- **Gestellte Aufgabe a**:
Extrahiere aus dem Ausgangstext über die Familien Haas und Wertheimer wortgetreu den Abschnitt, der mit „Eine zusätzliche Bedrohung“ beginnt und mit „42 verlegt worden.“ endet.

- **Ausgangstext**:

────────

Später verlegte man Julius Haas und seine Frau Berta in das Nebenlager Rivesaltes, wo ebenso menschenunwürdige Zustände wie in Gurs herrschten. Erst ab 1941 konnten Hilfsorganisationen die Internierten im Lager unterstützen.
Eine zusätzliche Bedrohung für die Gefangenen war die schreckliche Ungeziefer- und die Rattenplage. Susi Grelet, die Nichte seiner Frau, die ebenfalls in Rivesaltes interniert war, erinnerte sich: „Der Herr Haas (...) das haben Sie in ihrem Leben noch nicht gesehen: der ist aufgefressen worden von Flöhen und von der Krätze. Der arme Mann hat die ganze Haut aufgefressen gehabt und ist drei Tage später im Lager gestorben." Nach 2-jähriger Lagerhaft starb Julius am 19. Februar 1942 im Alter von 68 Jahren und wurde auf dem dortigen Lagerfriedhof begraben.
Am 20. November 1943 brachte man Berta Haas über das KZ Drancy mit dem Konvoi Nr. 62 in das KZ Auschwitz. Dort wurde Berta Haas im Alter von 60 Jahren in den Gaskammern von Auschwitz-Birkenau ermordet.
Für Berta und Julius Haas sind Stolpersteine in der Schillerstraße 42 verlegt worden.
(Quellen: Stolpersteine in Freiburg, Uwe Schellinger: Familienfoto: Zur Geschichte der jüdischen Familie Greilsheimer aus Friesenheim, Wiedergutmachtungsakten Staatsarchiv Freiburg)
Süddeutsche Papiergesellschaft Wertheimer & Co
Jakob Wertheimer (5.2.1885) aus Eichstetten gründete 1912 die Firma, die ihren Sitz erst in der Friedrichstr. 27 hatte und ab 1930
in der Wilhelmstr.15 untergebracht war. Das Unternehmen stellte Tüten und Beutel her und handelte mit Papieren aller Art: Papier-tücher für das Gaststättengewerbe, Briefpapier, Ansichtskarten, Feldpostartikel, Packpapiere und Pergamentpapier. Die Firma hatte zwei Büros und acht Lagerräume in der Spechtpassage.
1924 kam der Bruder Alfons Wertheimer als weiterer Gesellschafter in die Firma. Er arbeitete hauptsächlich im Büro und bediente die kleine Stadtkundschaft. Jakob Wertheimer war oft mit dem Auto, einem Opel Olympia, zu seiner Kundschaft unterwegs. Besonders viele Kund*innen hatte er im Allgäu, das bedeutete zwei Tage in der Woche für Hin und Rückreise. Vermutlich belieferte er dort verschiedene Käsereien mit Pergamentpapier.
Jakob Wertheimer war mit Fanny Wertheimer geborene Heimann (10. 8.1888) aus Bopfingen verheiratet. Zusammen hatten sie drei Kinder: Gertrude Hilde (13.2.1913), Lotte Ilse (28.12.1915) und Heinrich Udo (26.10.1919). Sie wohnten in einer Fünfzimmerwohnung mit Mansarde in der Belfortstr.42 im 2.Stock. Jakob Wertheimer hatte ein Jahreseinkommen von ca. 12.000 RM.

────────

- **Extrahierte Auflistung**:
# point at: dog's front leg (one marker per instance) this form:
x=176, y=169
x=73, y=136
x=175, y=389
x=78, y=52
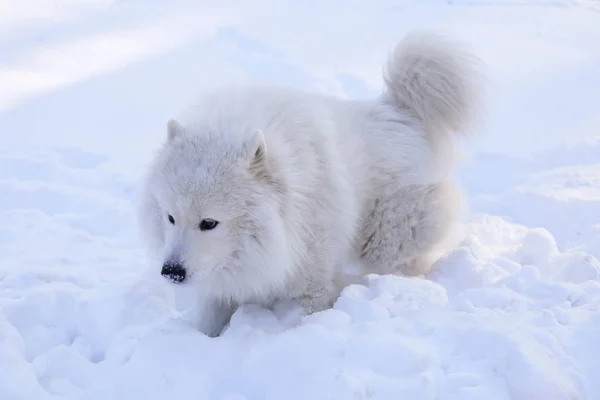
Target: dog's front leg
x=214, y=315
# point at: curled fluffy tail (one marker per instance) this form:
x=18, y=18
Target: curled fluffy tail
x=437, y=80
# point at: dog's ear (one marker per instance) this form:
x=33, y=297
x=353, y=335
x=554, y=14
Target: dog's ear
x=256, y=151
x=174, y=129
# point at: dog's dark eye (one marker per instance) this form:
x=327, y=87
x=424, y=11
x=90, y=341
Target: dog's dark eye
x=208, y=224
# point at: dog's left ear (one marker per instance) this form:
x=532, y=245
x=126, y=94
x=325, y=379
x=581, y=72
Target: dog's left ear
x=174, y=129
x=256, y=150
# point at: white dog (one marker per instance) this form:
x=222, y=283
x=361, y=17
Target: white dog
x=266, y=191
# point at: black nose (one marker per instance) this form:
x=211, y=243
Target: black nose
x=173, y=270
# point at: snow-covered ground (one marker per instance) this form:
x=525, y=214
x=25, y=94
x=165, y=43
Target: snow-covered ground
x=86, y=87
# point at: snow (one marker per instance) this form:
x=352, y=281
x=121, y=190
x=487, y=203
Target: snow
x=86, y=88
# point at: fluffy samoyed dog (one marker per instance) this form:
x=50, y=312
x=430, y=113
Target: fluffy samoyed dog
x=265, y=192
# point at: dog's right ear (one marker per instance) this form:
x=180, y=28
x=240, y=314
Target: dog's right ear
x=174, y=129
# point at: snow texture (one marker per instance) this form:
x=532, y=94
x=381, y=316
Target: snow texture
x=512, y=311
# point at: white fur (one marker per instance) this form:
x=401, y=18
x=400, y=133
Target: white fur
x=301, y=182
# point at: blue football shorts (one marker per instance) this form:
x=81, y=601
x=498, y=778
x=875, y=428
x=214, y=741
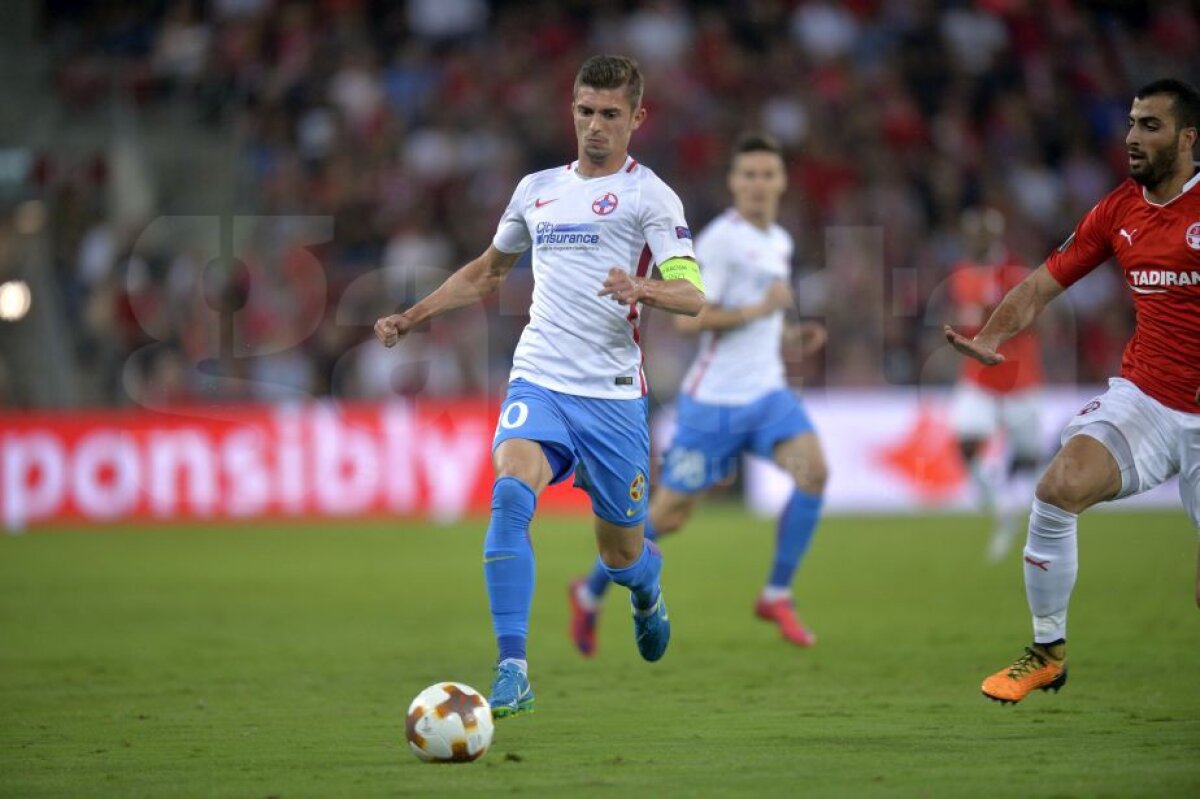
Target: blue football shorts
x=709, y=438
x=605, y=443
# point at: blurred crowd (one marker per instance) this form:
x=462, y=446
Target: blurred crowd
x=408, y=122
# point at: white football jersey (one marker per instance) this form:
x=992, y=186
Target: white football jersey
x=580, y=228
x=738, y=263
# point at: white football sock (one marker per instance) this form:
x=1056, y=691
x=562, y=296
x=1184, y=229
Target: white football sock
x=1051, y=560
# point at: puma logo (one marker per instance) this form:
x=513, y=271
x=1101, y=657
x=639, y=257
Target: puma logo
x=1044, y=565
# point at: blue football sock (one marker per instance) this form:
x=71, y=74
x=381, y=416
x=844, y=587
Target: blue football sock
x=508, y=565
x=641, y=577
x=796, y=526
x=599, y=580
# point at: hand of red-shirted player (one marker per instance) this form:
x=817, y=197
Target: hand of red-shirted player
x=971, y=348
x=389, y=330
x=622, y=287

────────

- **Gestellte Aufgabe b**:
Kopiere aus der Auflistung oben wortgetreu nur die Zeilen, beginnend mit der Zeile, die „# point at: blue football sock“ enthält, und endend mit der Zeile, die „x=599, y=580“ enthält, beide eingeschlossen.

- **Vollständige Ausgabe a**:
Eine zusätzliche Bedrohung für die Gefangenen war die schreckliche Ungeziefer- und die Rattenplage. Susi Grelet, die Nichte seiner Frau, die ebenfalls in Rivesaltes interniert war, erinnerte sich: „Der Herr Haas (...) das haben Sie in ihrem Leben noch nicht gesehen: der ist aufgefressen worden von Flöhen und von der Krätze. Der arme Mann hat die ganze Haut aufgefressen gehabt und ist drei Tage später im Lager gestorben." Nach 2-jähriger Lagerhaft starb Julius am 19. Februar 1942 im Alter von 68 Jahren und wurde auf dem dortigen Lagerfriedhof begraben.
Am 20. November 1943 brachte man Berta Haas über das KZ Drancy mit dem Konvoi Nr. 62 in das KZ Auschwitz. Dort wurde Berta Haas im Alter von 60 Jahren in den Gaskammern von Auschwitz-Birkenau ermordet.
Für Berta und Julius Haas sind Stolpersteine in der Schillerstraße 42 verlegt worden.

- **Vollständige Ausgabe b**:
# point at: blue football sock (one marker per instance) this form:
x=71, y=74
x=381, y=416
x=844, y=587
Target: blue football sock
x=508, y=565
x=641, y=577
x=796, y=526
x=599, y=580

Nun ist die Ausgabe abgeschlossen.